**WORK TASK**:
Set each entry down exactly as written.

THE DATA: Begin

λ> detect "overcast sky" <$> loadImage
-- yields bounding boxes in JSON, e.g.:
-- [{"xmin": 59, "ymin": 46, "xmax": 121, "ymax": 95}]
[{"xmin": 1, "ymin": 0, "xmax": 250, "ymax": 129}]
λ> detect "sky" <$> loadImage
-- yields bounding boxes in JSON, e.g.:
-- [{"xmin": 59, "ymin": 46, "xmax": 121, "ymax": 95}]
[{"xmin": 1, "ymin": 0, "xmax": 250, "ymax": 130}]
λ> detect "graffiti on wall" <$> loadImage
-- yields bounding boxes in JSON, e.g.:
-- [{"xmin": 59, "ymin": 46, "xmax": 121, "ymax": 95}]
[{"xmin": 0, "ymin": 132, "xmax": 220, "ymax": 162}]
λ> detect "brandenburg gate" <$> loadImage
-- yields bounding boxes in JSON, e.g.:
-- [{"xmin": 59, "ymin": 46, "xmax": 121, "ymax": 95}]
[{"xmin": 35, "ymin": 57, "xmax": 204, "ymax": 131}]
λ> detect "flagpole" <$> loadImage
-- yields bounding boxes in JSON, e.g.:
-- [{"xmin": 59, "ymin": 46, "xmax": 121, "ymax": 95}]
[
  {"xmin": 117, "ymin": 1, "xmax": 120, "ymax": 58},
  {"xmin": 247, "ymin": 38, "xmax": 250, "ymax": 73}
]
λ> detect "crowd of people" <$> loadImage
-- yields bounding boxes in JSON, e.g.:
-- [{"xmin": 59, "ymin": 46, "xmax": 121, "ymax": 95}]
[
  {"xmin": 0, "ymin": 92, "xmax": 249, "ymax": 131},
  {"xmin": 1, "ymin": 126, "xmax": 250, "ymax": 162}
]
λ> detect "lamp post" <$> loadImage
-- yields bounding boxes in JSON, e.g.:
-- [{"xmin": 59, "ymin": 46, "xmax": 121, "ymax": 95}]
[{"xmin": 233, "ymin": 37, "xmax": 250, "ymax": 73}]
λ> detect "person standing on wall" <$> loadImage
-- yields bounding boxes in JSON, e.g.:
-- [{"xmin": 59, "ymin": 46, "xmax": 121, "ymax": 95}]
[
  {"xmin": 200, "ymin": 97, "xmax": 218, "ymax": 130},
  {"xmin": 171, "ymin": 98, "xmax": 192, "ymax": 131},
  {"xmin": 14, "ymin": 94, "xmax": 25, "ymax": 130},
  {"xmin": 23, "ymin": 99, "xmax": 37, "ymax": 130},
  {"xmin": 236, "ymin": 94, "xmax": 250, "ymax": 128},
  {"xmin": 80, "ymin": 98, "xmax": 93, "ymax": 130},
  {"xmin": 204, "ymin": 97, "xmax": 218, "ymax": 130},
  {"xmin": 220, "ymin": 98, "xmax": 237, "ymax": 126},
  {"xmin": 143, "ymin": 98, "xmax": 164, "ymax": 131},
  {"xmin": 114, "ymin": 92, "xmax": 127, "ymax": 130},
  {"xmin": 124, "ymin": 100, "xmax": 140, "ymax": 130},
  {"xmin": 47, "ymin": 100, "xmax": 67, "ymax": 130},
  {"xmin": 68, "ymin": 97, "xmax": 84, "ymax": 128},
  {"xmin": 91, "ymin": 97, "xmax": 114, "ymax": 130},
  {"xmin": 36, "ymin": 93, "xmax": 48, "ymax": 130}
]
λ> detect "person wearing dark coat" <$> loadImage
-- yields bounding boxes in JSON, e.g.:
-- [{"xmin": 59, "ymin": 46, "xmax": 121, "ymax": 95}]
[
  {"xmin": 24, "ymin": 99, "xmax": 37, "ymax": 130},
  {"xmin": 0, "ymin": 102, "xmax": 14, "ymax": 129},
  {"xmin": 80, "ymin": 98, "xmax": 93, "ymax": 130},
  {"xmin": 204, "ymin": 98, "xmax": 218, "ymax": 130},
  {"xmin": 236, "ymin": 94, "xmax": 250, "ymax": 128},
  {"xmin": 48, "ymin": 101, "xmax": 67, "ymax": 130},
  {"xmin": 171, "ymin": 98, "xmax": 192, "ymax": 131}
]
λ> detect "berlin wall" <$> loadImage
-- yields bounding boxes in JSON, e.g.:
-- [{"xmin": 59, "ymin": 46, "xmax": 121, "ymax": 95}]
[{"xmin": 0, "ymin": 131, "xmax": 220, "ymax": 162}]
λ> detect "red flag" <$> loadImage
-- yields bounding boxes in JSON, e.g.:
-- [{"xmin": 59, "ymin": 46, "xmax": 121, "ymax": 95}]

THE DATA: End

**RESULT OF THIS TASK**:
λ> detect "overcast sky" <$> loadImage
-- yields bounding boxes in JSON, e.g.:
-- [{"xmin": 59, "ymin": 46, "xmax": 121, "ymax": 95}]
[{"xmin": 1, "ymin": 0, "xmax": 250, "ymax": 129}]
λ> detect "sky" <$> loadImage
-- yields bounding boxes in JSON, e.g.:
-- [{"xmin": 59, "ymin": 46, "xmax": 121, "ymax": 95}]
[{"xmin": 1, "ymin": 0, "xmax": 250, "ymax": 130}]
λ> detect "graffiti on wall" <$> loadImage
-- yields bounding boxes in JSON, e.g.:
-- [{"xmin": 59, "ymin": 46, "xmax": 121, "ymax": 95}]
[{"xmin": 0, "ymin": 132, "xmax": 220, "ymax": 162}]
λ> detect "brandenburg gate" <$> loadImage
-- yields bounding boxes in JSON, e.g.:
-- [{"xmin": 59, "ymin": 46, "xmax": 121, "ymax": 95}]
[{"xmin": 35, "ymin": 57, "xmax": 204, "ymax": 131}]
λ> detect "flagpole" <$> loadImage
-- yields bounding boxes in JSON, e.g.:
-- [{"xmin": 59, "ymin": 46, "xmax": 121, "ymax": 95}]
[
  {"xmin": 117, "ymin": 1, "xmax": 120, "ymax": 58},
  {"xmin": 247, "ymin": 38, "xmax": 250, "ymax": 73}
]
λ> detect "crowd of people" <$> loadImage
-- yields bounding boxes in JSON, e.g.:
-- [{"xmin": 59, "ymin": 46, "xmax": 121, "ymax": 95}]
[
  {"xmin": 0, "ymin": 92, "xmax": 249, "ymax": 131},
  {"xmin": 1, "ymin": 126, "xmax": 250, "ymax": 162}
]
λ> detect "lamp post" <$> loadImage
-- yields bounding boxes in JSON, e.g.:
-- [{"xmin": 59, "ymin": 46, "xmax": 121, "ymax": 95}]
[{"xmin": 233, "ymin": 37, "xmax": 250, "ymax": 73}]
λ> detect "person standing on wall" <$> loadImage
-- yields bounding boxes in JSON, e.g.:
-- [{"xmin": 59, "ymin": 46, "xmax": 121, "ymax": 95}]
[
  {"xmin": 200, "ymin": 97, "xmax": 218, "ymax": 130},
  {"xmin": 171, "ymin": 98, "xmax": 192, "ymax": 131},
  {"xmin": 14, "ymin": 94, "xmax": 25, "ymax": 130},
  {"xmin": 23, "ymin": 99, "xmax": 37, "ymax": 130},
  {"xmin": 236, "ymin": 94, "xmax": 250, "ymax": 128},
  {"xmin": 80, "ymin": 98, "xmax": 93, "ymax": 130},
  {"xmin": 204, "ymin": 97, "xmax": 218, "ymax": 130},
  {"xmin": 220, "ymin": 98, "xmax": 237, "ymax": 126},
  {"xmin": 143, "ymin": 98, "xmax": 164, "ymax": 131},
  {"xmin": 114, "ymin": 92, "xmax": 127, "ymax": 130},
  {"xmin": 124, "ymin": 100, "xmax": 140, "ymax": 130},
  {"xmin": 47, "ymin": 100, "xmax": 67, "ymax": 130},
  {"xmin": 68, "ymin": 97, "xmax": 84, "ymax": 128},
  {"xmin": 91, "ymin": 97, "xmax": 114, "ymax": 130},
  {"xmin": 36, "ymin": 93, "xmax": 48, "ymax": 130}
]
λ> detect "person wearing dark coat" <$> loadImage
-- yields bounding boxes in JSON, e.g.:
-- [{"xmin": 59, "ymin": 46, "xmax": 121, "ymax": 95}]
[
  {"xmin": 24, "ymin": 99, "xmax": 37, "ymax": 130},
  {"xmin": 0, "ymin": 102, "xmax": 14, "ymax": 129},
  {"xmin": 80, "ymin": 98, "xmax": 93, "ymax": 130},
  {"xmin": 204, "ymin": 98, "xmax": 218, "ymax": 130},
  {"xmin": 236, "ymin": 94, "xmax": 250, "ymax": 128},
  {"xmin": 48, "ymin": 101, "xmax": 67, "ymax": 130},
  {"xmin": 171, "ymin": 98, "xmax": 192, "ymax": 131}
]
λ> detect "berlin wall" <$> loadImage
-- yields bounding boxes in JSON, e.g.:
-- [{"xmin": 59, "ymin": 46, "xmax": 121, "ymax": 95}]
[{"xmin": 0, "ymin": 131, "xmax": 220, "ymax": 162}]
λ> detect "red flag" <$> loadImage
-- yields bounding boxes in JSON, e.g.:
-- [{"xmin": 59, "ymin": 46, "xmax": 121, "ymax": 95}]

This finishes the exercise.